*** Begin section ***

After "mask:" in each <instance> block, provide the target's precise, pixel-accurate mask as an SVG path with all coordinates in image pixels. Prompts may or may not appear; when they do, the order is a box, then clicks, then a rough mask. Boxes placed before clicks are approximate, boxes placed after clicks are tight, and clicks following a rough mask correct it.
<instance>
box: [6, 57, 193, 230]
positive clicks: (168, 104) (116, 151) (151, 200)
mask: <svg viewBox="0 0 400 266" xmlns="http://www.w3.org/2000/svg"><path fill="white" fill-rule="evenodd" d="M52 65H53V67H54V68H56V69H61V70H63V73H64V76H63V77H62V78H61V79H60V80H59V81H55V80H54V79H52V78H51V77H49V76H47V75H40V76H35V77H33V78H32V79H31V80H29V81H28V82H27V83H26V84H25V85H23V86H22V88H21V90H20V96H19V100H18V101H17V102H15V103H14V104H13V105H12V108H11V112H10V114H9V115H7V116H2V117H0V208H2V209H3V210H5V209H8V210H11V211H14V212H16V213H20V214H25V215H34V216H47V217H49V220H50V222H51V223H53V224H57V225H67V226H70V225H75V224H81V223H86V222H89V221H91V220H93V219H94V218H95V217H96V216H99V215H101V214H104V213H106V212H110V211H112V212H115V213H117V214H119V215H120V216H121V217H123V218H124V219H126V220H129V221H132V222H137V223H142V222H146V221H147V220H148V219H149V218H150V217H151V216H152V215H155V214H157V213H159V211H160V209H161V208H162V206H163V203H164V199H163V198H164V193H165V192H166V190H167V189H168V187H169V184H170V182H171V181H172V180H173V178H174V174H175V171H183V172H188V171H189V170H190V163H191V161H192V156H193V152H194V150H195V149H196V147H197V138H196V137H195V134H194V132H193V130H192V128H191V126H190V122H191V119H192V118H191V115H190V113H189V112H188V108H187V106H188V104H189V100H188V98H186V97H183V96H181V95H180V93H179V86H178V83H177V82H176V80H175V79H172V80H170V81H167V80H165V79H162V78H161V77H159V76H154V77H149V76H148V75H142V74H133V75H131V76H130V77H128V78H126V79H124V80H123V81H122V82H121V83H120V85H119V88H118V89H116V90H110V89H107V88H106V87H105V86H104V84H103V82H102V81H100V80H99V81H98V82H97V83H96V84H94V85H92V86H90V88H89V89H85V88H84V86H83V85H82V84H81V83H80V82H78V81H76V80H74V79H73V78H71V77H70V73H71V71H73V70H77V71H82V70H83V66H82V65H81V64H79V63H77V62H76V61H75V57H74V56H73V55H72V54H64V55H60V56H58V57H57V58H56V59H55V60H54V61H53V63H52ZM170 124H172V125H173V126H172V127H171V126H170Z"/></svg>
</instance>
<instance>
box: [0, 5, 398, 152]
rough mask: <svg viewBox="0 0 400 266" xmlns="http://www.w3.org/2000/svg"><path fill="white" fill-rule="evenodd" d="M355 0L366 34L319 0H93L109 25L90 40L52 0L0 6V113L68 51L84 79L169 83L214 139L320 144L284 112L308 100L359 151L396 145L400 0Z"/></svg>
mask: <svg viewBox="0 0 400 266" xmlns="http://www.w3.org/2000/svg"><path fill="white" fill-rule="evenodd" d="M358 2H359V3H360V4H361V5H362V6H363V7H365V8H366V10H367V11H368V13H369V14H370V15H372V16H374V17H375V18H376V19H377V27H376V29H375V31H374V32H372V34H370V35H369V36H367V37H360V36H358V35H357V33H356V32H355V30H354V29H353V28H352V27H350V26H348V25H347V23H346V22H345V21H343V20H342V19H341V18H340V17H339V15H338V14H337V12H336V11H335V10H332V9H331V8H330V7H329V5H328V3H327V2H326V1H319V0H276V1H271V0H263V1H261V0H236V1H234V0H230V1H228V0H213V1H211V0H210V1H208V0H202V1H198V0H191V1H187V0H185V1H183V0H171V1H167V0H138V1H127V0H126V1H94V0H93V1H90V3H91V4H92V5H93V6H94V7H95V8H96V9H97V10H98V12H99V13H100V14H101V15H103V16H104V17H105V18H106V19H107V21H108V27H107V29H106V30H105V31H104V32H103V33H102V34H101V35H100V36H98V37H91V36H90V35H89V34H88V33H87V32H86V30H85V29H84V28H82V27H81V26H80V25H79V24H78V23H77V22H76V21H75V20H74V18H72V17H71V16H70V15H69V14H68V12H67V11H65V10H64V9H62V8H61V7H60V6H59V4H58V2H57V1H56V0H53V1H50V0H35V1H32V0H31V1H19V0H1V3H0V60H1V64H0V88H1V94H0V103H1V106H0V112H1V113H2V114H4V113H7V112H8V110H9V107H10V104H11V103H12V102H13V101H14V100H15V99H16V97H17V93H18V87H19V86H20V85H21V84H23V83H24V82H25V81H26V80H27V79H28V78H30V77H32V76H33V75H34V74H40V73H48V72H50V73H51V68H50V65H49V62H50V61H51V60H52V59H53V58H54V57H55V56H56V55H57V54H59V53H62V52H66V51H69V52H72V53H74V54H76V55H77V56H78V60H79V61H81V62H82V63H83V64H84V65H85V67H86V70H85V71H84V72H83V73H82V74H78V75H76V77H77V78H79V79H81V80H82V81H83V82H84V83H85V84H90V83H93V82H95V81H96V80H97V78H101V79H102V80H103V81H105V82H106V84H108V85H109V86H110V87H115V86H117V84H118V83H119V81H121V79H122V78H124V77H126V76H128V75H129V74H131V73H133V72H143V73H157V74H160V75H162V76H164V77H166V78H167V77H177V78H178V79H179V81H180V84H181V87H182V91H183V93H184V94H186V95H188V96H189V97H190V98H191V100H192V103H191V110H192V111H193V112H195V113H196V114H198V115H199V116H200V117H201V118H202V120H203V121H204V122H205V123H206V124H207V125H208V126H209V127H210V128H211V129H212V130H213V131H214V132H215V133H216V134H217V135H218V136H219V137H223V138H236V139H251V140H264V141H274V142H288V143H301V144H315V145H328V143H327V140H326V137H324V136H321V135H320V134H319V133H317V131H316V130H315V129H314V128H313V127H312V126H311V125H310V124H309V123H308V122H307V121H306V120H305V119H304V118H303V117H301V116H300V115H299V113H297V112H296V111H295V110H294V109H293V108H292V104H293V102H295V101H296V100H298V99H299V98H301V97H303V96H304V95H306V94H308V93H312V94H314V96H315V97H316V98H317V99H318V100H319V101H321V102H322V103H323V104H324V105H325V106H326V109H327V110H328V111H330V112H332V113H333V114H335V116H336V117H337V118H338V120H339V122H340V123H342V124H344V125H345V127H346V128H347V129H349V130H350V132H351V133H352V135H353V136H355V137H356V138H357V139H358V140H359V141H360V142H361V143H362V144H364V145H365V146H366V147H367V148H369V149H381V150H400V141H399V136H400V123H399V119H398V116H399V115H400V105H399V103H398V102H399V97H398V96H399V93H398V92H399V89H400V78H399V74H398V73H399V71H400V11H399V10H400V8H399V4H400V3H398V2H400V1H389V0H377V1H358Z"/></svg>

*** End section ***

Print the material exactly as written, omitting nothing.

* ANSWER FOR THIS EXERCISE:
After "mask:" in each <instance> block, provide the target's precise, pixel-accurate mask as an SVG path with all coordinates in image pixels. Prompts may or may not appear; when they do, the order is a box, then clicks, then a rough mask. Boxes placed before clicks are approximate, boxes placed after clicks are tight, and clicks following a rough mask correct it.
<instance>
box: [6, 57, 193, 230]
positive clicks: (168, 104) (116, 151) (151, 200)
mask: <svg viewBox="0 0 400 266" xmlns="http://www.w3.org/2000/svg"><path fill="white" fill-rule="evenodd" d="M52 65H53V67H54V68H56V69H61V70H63V73H64V76H63V77H62V78H61V79H60V80H59V81H55V80H54V79H52V78H51V77H49V76H47V75H40V76H35V77H33V78H32V79H31V80H29V81H28V82H27V83H26V84H25V85H23V86H22V88H21V90H20V96H19V100H18V101H17V102H15V103H14V104H13V105H12V108H11V112H10V114H9V115H7V116H2V117H0V208H2V209H3V210H5V209H8V210H11V211H14V212H16V213H20V214H25V215H34V216H47V217H49V220H50V222H51V223H53V224H57V225H67V226H70V225H75V224H81V223H86V222H89V221H91V220H93V219H94V218H95V217H96V216H99V215H101V214H104V213H106V212H110V211H112V212H115V213H117V214H119V215H120V216H121V217H123V218H124V219H126V220H129V221H132V222H137V223H142V222H146V221H147V220H148V219H149V218H150V217H151V216H152V215H155V214H157V213H159V211H160V209H161V208H162V206H163V203H164V199H163V198H164V193H165V192H166V190H167V189H168V187H169V184H170V182H171V181H172V180H173V178H174V174H175V171H183V172H188V171H189V170H190V163H191V161H192V156H193V152H194V150H195V149H196V147H197V138H196V137H195V134H194V132H193V130H192V128H191V126H190V122H191V119H192V118H191V115H190V113H189V112H188V108H187V106H188V104H189V100H188V98H186V97H183V96H181V95H180V93H179V86H178V83H177V82H176V80H175V79H172V80H170V81H167V80H165V79H162V78H161V77H159V76H154V77H149V76H148V75H142V74H133V75H131V76H130V77H128V78H126V79H124V80H123V81H122V82H121V83H120V85H119V88H118V89H116V90H110V89H107V88H106V87H105V86H104V84H103V82H102V81H100V80H99V81H98V82H97V83H96V84H94V85H92V86H90V88H89V89H85V88H84V86H83V85H82V84H81V83H80V82H78V81H76V80H74V79H73V78H71V77H70V73H71V71H73V70H77V71H82V70H83V66H82V65H81V64H79V63H77V62H76V61H75V57H74V56H73V55H72V54H64V55H60V56H58V57H57V58H56V59H55V60H54V61H53V63H52ZM170 124H172V125H173V126H172V127H171V126H170Z"/></svg>
</instance>
<instance>
box: [0, 5, 398, 152]
rough mask: <svg viewBox="0 0 400 266" xmlns="http://www.w3.org/2000/svg"><path fill="white" fill-rule="evenodd" d="M355 0L366 34L319 0H93L109 25L90 40L52 0L0 6V113L68 51L84 79L169 83L214 139L320 144L284 112L308 100L359 151L396 145L400 0Z"/></svg>
mask: <svg viewBox="0 0 400 266" xmlns="http://www.w3.org/2000/svg"><path fill="white" fill-rule="evenodd" d="M358 2H359V3H360V4H361V5H362V6H363V7H365V8H366V10H367V11H368V13H369V14H370V15H372V16H374V17H375V18H376V19H377V27H376V29H375V31H374V32H372V34H370V35H369V36H367V37H360V36H358V35H357V33H356V32H355V30H354V29H353V28H352V27H350V26H348V25H347V23H346V22H345V21H343V20H342V19H341V18H340V17H339V15H338V14H337V12H336V11H335V10H332V9H331V8H330V7H329V5H328V3H327V2H326V1H319V0H276V1H271V0H263V1H261V0H236V1H234V0H230V1H228V0H213V1H211V0H210V1H208V0H202V1H198V0H191V1H187V0H185V1H183V0H171V1H167V0H138V1H127V0H126V1H94V0H93V1H90V3H91V4H92V5H93V6H94V7H95V8H96V9H97V10H98V12H99V13H100V14H101V15H103V16H104V17H105V18H106V19H107V21H108V27H107V29H106V30H105V31H104V32H103V33H102V34H101V35H100V36H98V37H91V36H90V35H89V34H88V33H87V32H86V30H85V29H84V28H82V27H81V26H80V25H79V24H78V23H77V22H76V21H75V20H74V18H72V17H71V16H70V15H69V14H68V12H67V11H65V10H64V9H62V8H61V7H60V6H59V4H58V2H57V1H56V0H53V1H50V0H35V1H32V0H31V1H19V0H1V3H0V60H1V64H0V88H1V94H0V103H1V106H0V112H1V113H2V114H4V113H7V112H8V110H9V107H10V104H11V103H12V102H13V101H14V100H15V99H16V97H17V93H18V87H19V86H20V85H21V84H23V83H24V82H25V81H26V80H27V79H28V78H30V77H32V76H33V75H34V74H40V73H48V72H50V73H51V68H50V65H49V62H50V61H51V60H52V59H53V58H54V57H55V56H56V55H57V54H59V53H62V52H66V51H69V52H72V53H74V54H76V55H77V56H78V60H79V61H81V62H82V63H83V64H84V65H85V67H86V70H85V71H84V72H83V73H82V74H78V75H76V77H77V78H79V79H81V80H82V81H83V82H84V83H85V84H90V83H93V82H95V81H96V80H97V78H101V79H102V80H103V81H105V82H106V84H108V85H109V86H110V87H115V86H117V84H118V83H119V81H121V79H122V78H124V77H126V76H128V75H129V74H131V73H133V72H143V73H157V74H160V75H162V76H164V77H166V78H167V77H177V78H178V79H179V81H180V84H181V87H182V91H183V93H184V94H186V95H188V96H189V97H190V98H191V100H192V103H191V110H192V111H193V112H195V113H196V114H198V115H199V116H200V117H201V118H202V120H203V121H204V122H205V123H206V124H207V125H208V126H209V127H210V128H211V129H212V130H213V131H214V132H215V133H216V134H217V135H218V136H219V137H223V138H236V139H251V140H264V141H274V142H288V143H301V144H315V145H328V143H327V140H326V137H324V136H321V135H320V134H319V133H317V131H316V130H315V129H314V128H313V127H312V126H311V125H310V124H309V123H308V122H307V121H306V120H305V119H304V118H303V117H301V116H300V115H299V113H297V112H296V111H295V110H294V109H293V108H292V104H293V102H295V101H296V100H298V99H299V98H301V97H303V96H304V95H306V94H308V93H312V94H314V96H315V97H316V98H317V99H318V100H319V101H321V102H322V103H323V104H324V105H325V106H326V109H327V110H328V111H330V112H332V113H333V114H335V116H336V117H337V118H338V120H339V122H340V123H342V124H344V125H345V127H346V128H347V129H349V130H350V132H351V133H352V135H353V136H355V137H356V138H357V139H358V140H359V141H360V142H361V143H362V144H364V145H365V146H366V147H367V148H369V149H381V150H400V141H399V136H400V123H399V119H398V116H399V115H400V105H399V103H398V102H399V97H398V96H399V93H398V92H399V89H400V78H399V74H398V73H399V71H400V11H399V10H400V8H399V4H400V3H398V2H400V1H389V0H377V1H358Z"/></svg>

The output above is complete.